• [Set problem]: Find "A single marker falls on each instance of the white van" in the data below; transcribe the line it appears on and each line after it, exactly, to the end, and nothing else.

• [Given data]:
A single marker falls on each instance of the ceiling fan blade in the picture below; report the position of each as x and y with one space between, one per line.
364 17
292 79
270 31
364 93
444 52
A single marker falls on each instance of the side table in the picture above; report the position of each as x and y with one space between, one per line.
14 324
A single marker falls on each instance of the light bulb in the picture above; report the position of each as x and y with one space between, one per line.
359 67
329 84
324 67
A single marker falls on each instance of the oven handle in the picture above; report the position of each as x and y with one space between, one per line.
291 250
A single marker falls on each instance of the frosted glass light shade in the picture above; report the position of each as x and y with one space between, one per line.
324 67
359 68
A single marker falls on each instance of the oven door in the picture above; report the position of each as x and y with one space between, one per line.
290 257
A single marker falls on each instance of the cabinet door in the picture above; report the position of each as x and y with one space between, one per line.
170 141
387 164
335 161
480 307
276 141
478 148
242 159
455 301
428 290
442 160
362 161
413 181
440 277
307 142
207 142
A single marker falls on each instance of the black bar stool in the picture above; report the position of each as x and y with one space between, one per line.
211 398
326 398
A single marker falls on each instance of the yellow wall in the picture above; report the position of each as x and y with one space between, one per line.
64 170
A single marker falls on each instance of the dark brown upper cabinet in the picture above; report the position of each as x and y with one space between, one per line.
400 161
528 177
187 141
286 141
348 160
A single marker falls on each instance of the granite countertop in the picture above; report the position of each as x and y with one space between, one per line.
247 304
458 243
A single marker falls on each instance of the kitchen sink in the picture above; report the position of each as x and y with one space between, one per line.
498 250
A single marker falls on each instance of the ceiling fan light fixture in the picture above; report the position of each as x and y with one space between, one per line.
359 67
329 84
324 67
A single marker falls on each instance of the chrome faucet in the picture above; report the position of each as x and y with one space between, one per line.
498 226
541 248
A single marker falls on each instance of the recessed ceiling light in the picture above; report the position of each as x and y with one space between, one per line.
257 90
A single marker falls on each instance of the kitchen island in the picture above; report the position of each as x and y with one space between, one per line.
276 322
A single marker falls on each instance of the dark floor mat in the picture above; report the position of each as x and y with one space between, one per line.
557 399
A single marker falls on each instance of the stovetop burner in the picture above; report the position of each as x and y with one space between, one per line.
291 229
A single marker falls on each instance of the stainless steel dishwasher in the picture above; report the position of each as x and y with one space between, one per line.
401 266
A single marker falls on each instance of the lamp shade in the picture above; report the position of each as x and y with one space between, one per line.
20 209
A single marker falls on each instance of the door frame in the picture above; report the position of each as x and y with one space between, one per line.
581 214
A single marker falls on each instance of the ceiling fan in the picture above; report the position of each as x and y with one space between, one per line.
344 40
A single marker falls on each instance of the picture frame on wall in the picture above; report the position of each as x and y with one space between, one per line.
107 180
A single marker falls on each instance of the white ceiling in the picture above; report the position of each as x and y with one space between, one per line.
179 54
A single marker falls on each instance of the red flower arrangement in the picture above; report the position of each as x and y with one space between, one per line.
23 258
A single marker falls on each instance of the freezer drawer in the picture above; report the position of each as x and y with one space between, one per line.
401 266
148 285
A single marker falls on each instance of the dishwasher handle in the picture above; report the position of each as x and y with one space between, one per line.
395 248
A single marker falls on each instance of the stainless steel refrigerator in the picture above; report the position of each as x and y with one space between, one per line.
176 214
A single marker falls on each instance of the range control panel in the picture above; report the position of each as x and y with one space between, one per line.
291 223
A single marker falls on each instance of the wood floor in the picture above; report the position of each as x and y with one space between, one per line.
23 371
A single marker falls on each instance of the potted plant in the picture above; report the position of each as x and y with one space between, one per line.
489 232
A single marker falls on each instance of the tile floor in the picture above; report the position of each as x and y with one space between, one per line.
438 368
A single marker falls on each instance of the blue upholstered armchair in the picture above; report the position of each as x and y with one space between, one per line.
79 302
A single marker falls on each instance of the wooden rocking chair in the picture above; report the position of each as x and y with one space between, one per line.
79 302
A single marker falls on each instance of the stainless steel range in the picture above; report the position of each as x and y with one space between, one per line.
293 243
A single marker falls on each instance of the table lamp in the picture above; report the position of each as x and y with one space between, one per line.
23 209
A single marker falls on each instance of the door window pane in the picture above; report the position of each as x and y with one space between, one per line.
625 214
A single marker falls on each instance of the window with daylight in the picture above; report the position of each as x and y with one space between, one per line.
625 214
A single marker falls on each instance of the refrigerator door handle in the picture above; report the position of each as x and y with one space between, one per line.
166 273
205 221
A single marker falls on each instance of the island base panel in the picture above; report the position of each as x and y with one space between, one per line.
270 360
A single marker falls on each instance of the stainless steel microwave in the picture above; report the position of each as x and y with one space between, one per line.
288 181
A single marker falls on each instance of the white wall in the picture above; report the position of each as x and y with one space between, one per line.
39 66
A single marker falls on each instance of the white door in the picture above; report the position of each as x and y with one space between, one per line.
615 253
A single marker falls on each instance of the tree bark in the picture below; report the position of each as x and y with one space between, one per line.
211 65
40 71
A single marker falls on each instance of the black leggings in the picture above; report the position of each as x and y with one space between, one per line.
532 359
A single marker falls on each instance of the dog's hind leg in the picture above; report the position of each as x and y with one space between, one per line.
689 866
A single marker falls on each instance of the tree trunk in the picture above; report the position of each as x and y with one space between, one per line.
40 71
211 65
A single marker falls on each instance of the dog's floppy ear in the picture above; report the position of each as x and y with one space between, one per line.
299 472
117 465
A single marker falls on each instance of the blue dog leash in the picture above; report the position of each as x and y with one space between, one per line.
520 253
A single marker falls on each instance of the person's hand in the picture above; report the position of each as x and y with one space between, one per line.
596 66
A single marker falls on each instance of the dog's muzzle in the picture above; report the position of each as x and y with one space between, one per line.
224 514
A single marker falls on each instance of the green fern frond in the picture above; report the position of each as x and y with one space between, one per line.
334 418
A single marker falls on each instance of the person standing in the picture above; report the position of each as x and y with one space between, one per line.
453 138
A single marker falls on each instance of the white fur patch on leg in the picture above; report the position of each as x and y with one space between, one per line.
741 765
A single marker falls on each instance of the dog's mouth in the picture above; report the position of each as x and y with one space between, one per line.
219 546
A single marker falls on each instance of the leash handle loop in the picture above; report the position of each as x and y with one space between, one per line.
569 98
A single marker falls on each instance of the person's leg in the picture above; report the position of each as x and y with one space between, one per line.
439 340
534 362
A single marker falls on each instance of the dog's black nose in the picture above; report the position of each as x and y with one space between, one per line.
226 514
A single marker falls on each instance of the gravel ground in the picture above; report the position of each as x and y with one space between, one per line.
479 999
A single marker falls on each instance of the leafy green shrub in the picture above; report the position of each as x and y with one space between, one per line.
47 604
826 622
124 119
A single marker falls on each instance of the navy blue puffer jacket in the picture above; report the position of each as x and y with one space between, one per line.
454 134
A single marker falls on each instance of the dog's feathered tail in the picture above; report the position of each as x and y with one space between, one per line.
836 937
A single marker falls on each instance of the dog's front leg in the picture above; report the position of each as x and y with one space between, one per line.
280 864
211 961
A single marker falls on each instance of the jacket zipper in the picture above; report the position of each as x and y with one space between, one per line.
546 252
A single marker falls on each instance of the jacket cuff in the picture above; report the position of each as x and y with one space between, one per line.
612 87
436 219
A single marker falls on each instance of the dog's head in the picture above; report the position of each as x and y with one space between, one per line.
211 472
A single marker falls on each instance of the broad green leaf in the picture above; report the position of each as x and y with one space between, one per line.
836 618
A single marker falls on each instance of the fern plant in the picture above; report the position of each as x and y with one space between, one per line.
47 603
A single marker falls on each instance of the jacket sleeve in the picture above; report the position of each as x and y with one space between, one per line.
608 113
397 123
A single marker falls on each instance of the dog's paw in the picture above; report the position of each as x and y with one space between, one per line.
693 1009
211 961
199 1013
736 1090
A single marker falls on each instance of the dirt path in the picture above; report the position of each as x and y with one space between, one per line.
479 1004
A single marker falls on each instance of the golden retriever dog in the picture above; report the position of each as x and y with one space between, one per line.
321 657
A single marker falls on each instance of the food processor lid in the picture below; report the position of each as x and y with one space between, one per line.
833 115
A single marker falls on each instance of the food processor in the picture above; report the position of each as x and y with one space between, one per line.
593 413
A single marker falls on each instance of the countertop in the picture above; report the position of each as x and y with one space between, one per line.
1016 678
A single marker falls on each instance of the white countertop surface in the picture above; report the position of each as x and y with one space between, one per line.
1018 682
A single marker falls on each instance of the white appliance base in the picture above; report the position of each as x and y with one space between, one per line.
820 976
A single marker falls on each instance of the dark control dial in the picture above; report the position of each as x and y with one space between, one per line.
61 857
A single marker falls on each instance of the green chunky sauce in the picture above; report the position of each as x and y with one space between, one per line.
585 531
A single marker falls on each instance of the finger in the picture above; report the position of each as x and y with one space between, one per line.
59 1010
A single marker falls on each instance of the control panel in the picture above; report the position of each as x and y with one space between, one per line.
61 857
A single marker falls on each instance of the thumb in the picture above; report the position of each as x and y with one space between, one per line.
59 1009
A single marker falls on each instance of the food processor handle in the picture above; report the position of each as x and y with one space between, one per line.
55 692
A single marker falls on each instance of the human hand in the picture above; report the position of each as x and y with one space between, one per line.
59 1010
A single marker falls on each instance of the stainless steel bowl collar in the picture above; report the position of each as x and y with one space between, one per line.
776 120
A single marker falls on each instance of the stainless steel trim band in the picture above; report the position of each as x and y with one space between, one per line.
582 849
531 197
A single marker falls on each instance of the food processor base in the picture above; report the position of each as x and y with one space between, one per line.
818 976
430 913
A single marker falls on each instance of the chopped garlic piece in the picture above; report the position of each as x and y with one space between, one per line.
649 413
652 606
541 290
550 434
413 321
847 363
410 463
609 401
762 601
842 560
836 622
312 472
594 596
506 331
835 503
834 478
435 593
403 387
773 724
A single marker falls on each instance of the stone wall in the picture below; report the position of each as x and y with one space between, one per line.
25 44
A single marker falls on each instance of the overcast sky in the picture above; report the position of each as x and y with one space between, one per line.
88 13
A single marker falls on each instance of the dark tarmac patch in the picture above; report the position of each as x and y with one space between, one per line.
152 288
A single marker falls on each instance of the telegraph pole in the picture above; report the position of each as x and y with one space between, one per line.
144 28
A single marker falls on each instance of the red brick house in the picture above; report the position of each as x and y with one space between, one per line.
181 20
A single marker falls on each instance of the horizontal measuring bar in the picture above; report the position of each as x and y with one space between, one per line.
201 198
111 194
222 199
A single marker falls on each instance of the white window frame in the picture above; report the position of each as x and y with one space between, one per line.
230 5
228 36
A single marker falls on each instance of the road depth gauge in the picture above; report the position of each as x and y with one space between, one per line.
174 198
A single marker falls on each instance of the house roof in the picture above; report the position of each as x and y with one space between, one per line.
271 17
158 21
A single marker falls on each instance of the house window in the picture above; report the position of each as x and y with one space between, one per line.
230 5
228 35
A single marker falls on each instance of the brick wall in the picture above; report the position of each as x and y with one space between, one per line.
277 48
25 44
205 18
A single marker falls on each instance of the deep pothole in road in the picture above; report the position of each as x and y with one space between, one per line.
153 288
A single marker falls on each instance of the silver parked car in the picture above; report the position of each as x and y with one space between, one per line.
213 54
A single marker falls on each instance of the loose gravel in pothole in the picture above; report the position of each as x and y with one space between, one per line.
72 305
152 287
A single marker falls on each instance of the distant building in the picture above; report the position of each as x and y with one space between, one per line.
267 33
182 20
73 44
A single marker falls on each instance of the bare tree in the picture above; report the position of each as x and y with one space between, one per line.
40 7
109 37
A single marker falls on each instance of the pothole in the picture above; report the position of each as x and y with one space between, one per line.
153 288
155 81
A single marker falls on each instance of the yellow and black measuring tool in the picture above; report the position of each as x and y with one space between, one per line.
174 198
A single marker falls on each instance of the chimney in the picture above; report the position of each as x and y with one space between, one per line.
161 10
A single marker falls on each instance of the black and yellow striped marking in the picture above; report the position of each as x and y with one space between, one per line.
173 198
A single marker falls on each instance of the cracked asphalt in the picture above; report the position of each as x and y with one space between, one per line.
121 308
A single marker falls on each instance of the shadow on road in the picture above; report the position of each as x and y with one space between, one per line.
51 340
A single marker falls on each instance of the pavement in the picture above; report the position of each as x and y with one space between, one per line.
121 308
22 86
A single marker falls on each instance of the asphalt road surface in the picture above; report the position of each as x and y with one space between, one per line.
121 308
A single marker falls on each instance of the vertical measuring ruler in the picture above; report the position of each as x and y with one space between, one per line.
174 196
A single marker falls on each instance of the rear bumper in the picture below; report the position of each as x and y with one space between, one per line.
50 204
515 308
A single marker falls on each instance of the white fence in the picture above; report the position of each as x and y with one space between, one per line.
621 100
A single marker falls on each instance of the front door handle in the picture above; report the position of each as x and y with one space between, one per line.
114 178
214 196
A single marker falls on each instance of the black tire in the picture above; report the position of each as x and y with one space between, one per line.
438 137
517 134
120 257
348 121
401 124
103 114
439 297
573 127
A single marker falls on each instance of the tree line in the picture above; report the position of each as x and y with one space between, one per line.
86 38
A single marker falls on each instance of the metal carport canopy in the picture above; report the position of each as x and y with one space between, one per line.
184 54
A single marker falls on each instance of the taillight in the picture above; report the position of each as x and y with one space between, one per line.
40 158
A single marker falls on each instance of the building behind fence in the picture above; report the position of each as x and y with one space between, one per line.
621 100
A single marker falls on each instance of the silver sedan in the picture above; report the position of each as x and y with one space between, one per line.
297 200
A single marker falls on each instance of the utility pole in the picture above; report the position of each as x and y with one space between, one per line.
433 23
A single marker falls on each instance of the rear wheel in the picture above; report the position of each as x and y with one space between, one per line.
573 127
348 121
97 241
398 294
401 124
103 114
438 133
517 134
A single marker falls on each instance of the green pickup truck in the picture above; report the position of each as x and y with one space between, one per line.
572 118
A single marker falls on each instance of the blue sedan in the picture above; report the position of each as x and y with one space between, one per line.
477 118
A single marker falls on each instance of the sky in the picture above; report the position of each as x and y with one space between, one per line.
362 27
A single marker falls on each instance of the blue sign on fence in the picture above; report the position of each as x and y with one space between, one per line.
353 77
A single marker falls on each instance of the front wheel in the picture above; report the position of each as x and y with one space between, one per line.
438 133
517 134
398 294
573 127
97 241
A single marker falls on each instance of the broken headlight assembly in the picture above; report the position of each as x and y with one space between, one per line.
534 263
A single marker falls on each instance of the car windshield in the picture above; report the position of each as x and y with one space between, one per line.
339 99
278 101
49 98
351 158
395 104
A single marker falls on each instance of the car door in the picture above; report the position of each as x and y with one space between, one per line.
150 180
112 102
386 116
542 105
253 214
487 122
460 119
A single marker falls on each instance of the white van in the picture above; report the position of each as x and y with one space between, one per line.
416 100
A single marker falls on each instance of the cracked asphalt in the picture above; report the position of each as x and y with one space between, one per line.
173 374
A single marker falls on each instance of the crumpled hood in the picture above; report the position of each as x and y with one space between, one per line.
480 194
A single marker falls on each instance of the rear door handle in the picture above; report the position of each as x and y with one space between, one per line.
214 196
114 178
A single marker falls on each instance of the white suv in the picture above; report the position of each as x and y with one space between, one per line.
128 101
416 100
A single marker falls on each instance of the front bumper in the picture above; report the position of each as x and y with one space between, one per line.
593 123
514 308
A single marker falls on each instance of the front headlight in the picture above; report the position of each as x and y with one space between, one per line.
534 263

• [Exercise output]:
A single marker falls on each instance of the white van in the picture above; report the position of each as x and y with one space between, one per line.
416 100
A single marker falls on each instance of the cracked asphalt in the picture above; report the position of each as x and y with one space between, one per line.
173 374
A single marker falls on each instance of the crumpled hood in the picture above; report the position of each as x and y with one space between, one per line.
480 194
A single marker falls on each instance of the rear door handle in the picture above; report the position of each as x and y with one space between, one per line.
214 196
114 178
A single marker falls on each instance of the white suv in the picture above; report the position of each as x and y with one space between, one per line.
128 101
416 100
A single marker falls on each instance of the front bumper in the picture above; report the position of each as x and y with one space between, one per line.
593 123
514 308
A single marker falls on each instance of the front headlight in the picture above; report the position of each as x and y with one space between, one per line.
534 263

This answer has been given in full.